**Problem requirements**. List all lines of the data that include the string "vegetation".

(Image-backed grounding data)
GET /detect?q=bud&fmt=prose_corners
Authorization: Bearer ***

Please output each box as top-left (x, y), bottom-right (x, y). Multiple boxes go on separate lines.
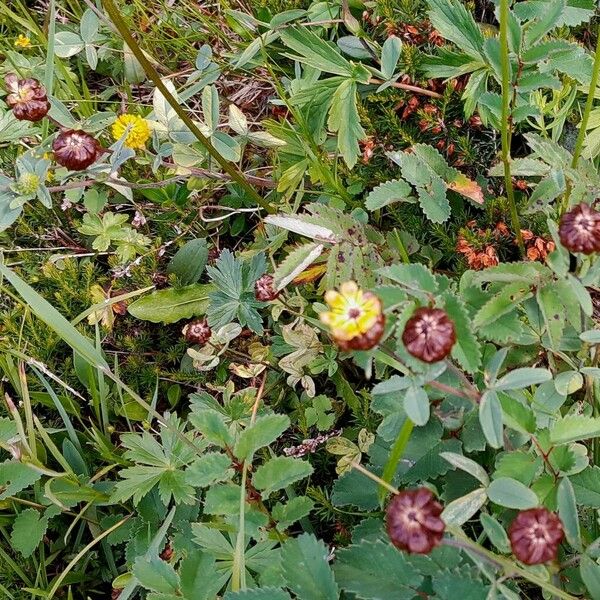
top-left (508, 508), bottom-right (564, 565)
top-left (558, 203), bottom-right (600, 255)
top-left (386, 488), bottom-right (445, 554)
top-left (15, 172), bottom-right (40, 195)
top-left (5, 73), bottom-right (50, 122)
top-left (402, 307), bottom-right (456, 363)
top-left (255, 274), bottom-right (279, 302)
top-left (182, 318), bottom-right (211, 346)
top-left (52, 129), bottom-right (102, 171)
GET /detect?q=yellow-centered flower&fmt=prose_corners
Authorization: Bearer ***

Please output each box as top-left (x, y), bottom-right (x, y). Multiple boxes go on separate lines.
top-left (112, 114), bottom-right (151, 149)
top-left (14, 35), bottom-right (32, 49)
top-left (320, 281), bottom-right (382, 342)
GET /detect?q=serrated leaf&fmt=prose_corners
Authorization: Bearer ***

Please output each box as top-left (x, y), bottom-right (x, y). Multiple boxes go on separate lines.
top-left (281, 533), bottom-right (338, 600)
top-left (273, 496), bottom-right (314, 531)
top-left (487, 477), bottom-right (538, 509)
top-left (335, 539), bottom-right (422, 599)
top-left (442, 293), bottom-right (481, 373)
top-left (128, 284), bottom-right (213, 324)
top-left (378, 263), bottom-right (437, 293)
top-left (417, 176), bottom-right (450, 223)
top-left (550, 415), bottom-right (600, 445)
top-left (473, 282), bottom-right (532, 328)
top-left (185, 452), bottom-right (233, 488)
top-left (133, 556), bottom-right (179, 593)
top-left (0, 460), bottom-right (42, 500)
top-left (11, 509), bottom-right (49, 558)
top-left (365, 179), bottom-right (414, 210)
top-left (233, 414), bottom-right (290, 460)
top-left (253, 456), bottom-right (313, 498)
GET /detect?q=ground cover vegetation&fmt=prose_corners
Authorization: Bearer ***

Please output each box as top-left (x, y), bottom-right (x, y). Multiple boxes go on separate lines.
top-left (2, 0), bottom-right (600, 598)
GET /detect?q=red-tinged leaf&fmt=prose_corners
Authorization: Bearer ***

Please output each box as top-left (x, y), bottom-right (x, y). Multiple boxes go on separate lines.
top-left (448, 174), bottom-right (484, 204)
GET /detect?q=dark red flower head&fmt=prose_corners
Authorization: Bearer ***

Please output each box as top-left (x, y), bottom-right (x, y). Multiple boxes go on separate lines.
top-left (402, 307), bottom-right (456, 363)
top-left (558, 203), bottom-right (600, 255)
top-left (255, 274), bottom-right (279, 302)
top-left (508, 508), bottom-right (564, 565)
top-left (182, 318), bottom-right (212, 346)
top-left (52, 129), bottom-right (101, 171)
top-left (5, 73), bottom-right (50, 122)
top-left (386, 488), bottom-right (445, 554)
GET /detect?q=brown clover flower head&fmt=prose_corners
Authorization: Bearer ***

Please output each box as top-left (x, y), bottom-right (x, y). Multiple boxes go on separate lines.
top-left (508, 508), bottom-right (564, 565)
top-left (386, 488), bottom-right (445, 554)
top-left (559, 203), bottom-right (600, 255)
top-left (402, 307), bottom-right (456, 363)
top-left (5, 73), bottom-right (50, 122)
top-left (52, 129), bottom-right (102, 171)
top-left (182, 318), bottom-right (212, 346)
top-left (255, 274), bottom-right (279, 302)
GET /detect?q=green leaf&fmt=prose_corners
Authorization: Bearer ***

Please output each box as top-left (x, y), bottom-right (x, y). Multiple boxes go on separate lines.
top-left (427, 0), bottom-right (485, 60)
top-left (432, 569), bottom-right (490, 599)
top-left (550, 415), bottom-right (600, 445)
top-left (381, 36), bottom-right (402, 79)
top-left (581, 556), bottom-right (600, 600)
top-left (328, 79), bottom-right (365, 169)
top-left (280, 27), bottom-right (352, 76)
top-left (537, 285), bottom-right (565, 349)
top-left (441, 488), bottom-right (487, 526)
top-left (487, 477), bottom-right (538, 509)
top-left (494, 368), bottom-right (552, 391)
top-left (224, 589), bottom-right (292, 600)
top-left (416, 176), bottom-right (450, 223)
top-left (272, 496), bottom-right (314, 531)
top-left (440, 452), bottom-right (489, 486)
top-left (233, 414), bottom-right (290, 460)
top-left (479, 390), bottom-right (504, 449)
top-left (480, 513), bottom-right (510, 553)
top-left (365, 179), bottom-right (414, 211)
top-left (403, 386), bottom-right (430, 426)
top-left (274, 242), bottom-right (324, 290)
top-left (185, 452), bottom-right (233, 488)
top-left (442, 292), bottom-right (481, 373)
top-left (128, 284), bottom-right (213, 324)
top-left (189, 409), bottom-right (233, 448)
top-left (179, 552), bottom-right (223, 600)
top-left (281, 533), bottom-right (339, 600)
top-left (133, 556), bottom-right (179, 593)
top-left (335, 539), bottom-right (422, 599)
top-left (571, 466), bottom-right (600, 507)
top-left (166, 239), bottom-right (208, 285)
top-left (557, 477), bottom-right (581, 550)
top-left (0, 460), bottom-right (42, 500)
top-left (378, 263), bottom-right (437, 293)
top-left (473, 282), bottom-right (532, 328)
top-left (253, 456), bottom-right (313, 498)
top-left (10, 509), bottom-right (49, 558)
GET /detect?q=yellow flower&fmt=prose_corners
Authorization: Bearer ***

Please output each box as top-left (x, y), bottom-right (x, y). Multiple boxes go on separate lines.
top-left (320, 281), bottom-right (382, 342)
top-left (14, 35), bottom-right (32, 49)
top-left (111, 114), bottom-right (151, 149)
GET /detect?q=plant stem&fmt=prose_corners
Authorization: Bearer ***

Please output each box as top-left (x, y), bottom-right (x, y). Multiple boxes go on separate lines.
top-left (563, 25), bottom-right (600, 213)
top-left (99, 0), bottom-right (273, 214)
top-left (499, 0), bottom-right (524, 255)
top-left (378, 418), bottom-right (414, 505)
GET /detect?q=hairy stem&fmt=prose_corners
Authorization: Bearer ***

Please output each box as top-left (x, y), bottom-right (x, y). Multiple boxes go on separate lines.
top-left (499, 0), bottom-right (524, 255)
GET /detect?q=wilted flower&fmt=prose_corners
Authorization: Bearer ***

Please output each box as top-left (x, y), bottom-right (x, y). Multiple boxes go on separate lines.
top-left (508, 508), bottom-right (564, 565)
top-left (112, 114), bottom-right (151, 149)
top-left (14, 35), bottom-right (32, 49)
top-left (320, 281), bottom-right (385, 351)
top-left (52, 130), bottom-right (101, 171)
top-left (402, 307), bottom-right (456, 363)
top-left (182, 318), bottom-right (212, 346)
top-left (255, 274), bottom-right (279, 301)
top-left (386, 488), bottom-right (445, 554)
top-left (5, 74), bottom-right (49, 122)
top-left (559, 203), bottom-right (600, 255)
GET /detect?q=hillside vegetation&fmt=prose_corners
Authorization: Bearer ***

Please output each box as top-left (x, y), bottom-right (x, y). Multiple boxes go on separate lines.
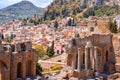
top-left (42, 0), bottom-right (87, 20)
top-left (83, 5), bottom-right (120, 18)
top-left (42, 0), bottom-right (120, 21)
top-left (0, 1), bottom-right (43, 22)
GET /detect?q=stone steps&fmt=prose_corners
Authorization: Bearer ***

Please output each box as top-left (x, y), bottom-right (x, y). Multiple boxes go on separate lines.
top-left (17, 75), bottom-right (43, 80)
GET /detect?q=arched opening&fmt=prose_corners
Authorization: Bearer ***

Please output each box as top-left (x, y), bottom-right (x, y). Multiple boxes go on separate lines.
top-left (104, 51), bottom-right (109, 72)
top-left (57, 60), bottom-right (61, 62)
top-left (21, 43), bottom-right (26, 51)
top-left (11, 45), bottom-right (15, 52)
top-left (61, 50), bottom-right (64, 54)
top-left (83, 53), bottom-right (85, 65)
top-left (26, 60), bottom-right (32, 76)
top-left (106, 51), bottom-right (108, 62)
top-left (88, 48), bottom-right (90, 68)
top-left (75, 54), bottom-right (78, 69)
top-left (97, 48), bottom-right (102, 68)
top-left (3, 47), bottom-right (7, 51)
top-left (57, 50), bottom-right (59, 54)
top-left (17, 62), bottom-right (22, 78)
top-left (0, 61), bottom-right (8, 80)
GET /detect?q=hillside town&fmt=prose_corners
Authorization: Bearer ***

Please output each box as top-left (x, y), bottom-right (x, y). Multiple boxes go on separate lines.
top-left (0, 0), bottom-right (120, 80)
top-left (0, 15), bottom-right (120, 79)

**Problem solution**.
GET /detect?q=ground cover vegetation&fmt=prose_corners
GET /detect?q=hillside vegetation&fmt=prose_corners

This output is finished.